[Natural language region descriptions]
● ● ● ● ●

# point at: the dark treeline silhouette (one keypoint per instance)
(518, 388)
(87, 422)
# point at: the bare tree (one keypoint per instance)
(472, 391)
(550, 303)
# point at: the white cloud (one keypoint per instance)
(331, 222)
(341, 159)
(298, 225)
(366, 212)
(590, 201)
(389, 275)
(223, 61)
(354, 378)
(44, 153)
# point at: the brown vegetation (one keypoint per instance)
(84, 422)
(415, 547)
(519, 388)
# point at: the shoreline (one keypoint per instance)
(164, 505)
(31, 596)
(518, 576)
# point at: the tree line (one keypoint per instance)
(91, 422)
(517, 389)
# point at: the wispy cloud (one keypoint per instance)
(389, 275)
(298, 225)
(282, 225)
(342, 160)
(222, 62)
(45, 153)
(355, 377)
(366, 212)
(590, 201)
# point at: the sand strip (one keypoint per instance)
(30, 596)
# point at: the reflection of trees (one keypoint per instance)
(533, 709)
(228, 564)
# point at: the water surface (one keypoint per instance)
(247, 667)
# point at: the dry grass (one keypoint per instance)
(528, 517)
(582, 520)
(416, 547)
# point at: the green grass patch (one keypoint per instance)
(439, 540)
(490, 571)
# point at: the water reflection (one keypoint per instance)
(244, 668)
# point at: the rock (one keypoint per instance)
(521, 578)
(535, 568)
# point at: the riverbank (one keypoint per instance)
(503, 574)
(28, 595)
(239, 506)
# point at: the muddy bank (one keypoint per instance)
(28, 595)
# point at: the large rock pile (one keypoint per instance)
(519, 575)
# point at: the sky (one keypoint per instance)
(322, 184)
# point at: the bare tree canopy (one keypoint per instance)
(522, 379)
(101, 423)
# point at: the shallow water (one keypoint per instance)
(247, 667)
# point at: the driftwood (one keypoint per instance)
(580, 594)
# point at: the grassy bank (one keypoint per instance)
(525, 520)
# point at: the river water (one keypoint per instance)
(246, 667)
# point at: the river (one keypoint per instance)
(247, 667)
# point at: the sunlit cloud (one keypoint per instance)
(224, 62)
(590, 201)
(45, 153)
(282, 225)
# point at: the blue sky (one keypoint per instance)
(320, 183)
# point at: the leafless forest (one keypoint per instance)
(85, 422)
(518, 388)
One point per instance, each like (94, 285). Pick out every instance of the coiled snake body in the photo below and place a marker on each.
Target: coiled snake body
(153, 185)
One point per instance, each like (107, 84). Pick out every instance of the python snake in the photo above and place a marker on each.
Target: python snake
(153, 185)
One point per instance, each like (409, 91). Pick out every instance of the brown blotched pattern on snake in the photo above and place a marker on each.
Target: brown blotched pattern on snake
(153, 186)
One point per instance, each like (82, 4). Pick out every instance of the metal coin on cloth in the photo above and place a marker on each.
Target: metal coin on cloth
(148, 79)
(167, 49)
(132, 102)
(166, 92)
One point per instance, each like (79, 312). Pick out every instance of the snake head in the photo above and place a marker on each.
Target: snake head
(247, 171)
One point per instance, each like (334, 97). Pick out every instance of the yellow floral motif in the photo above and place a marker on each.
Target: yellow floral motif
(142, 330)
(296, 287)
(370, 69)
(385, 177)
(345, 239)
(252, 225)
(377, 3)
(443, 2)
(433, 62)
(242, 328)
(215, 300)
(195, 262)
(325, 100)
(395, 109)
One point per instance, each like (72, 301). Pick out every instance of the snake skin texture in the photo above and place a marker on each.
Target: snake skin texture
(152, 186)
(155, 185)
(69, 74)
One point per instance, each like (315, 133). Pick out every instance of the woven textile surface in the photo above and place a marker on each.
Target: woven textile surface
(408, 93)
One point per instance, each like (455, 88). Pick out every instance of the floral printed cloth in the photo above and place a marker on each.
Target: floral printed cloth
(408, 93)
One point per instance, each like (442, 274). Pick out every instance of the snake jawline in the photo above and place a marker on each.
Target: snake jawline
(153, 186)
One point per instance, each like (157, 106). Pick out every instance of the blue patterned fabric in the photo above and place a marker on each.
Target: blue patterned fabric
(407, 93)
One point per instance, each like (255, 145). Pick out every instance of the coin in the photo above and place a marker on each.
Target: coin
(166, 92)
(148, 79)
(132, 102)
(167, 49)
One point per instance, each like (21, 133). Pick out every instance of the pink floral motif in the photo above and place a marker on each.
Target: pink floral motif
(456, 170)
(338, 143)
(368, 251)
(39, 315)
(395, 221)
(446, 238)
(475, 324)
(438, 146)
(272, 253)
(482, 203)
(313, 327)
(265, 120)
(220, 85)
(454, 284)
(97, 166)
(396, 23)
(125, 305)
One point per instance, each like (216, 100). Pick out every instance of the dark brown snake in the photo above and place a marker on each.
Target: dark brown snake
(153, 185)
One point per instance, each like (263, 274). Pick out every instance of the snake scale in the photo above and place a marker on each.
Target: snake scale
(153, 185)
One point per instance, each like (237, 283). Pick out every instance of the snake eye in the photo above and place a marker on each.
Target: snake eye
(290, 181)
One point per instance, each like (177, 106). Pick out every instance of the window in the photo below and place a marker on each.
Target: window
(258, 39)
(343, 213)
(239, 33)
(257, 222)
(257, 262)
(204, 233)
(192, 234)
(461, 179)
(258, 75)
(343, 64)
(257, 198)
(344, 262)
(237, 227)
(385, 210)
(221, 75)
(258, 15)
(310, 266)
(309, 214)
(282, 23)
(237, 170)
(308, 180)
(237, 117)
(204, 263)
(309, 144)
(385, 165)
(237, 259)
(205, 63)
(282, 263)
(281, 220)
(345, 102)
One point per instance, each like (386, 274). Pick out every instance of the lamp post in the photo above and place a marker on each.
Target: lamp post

● ● ● ● ●

> **Assignment**:
After identifying the lines above that contain "below", copy each one.

> **Response area**:
One point per instance, each like (94, 285). Pick out every instance of the coiled snake body in the photo below and place a marker on each.
One point per instance, each like (177, 106). Pick out every instance of the window in the photo below and place a marker on each.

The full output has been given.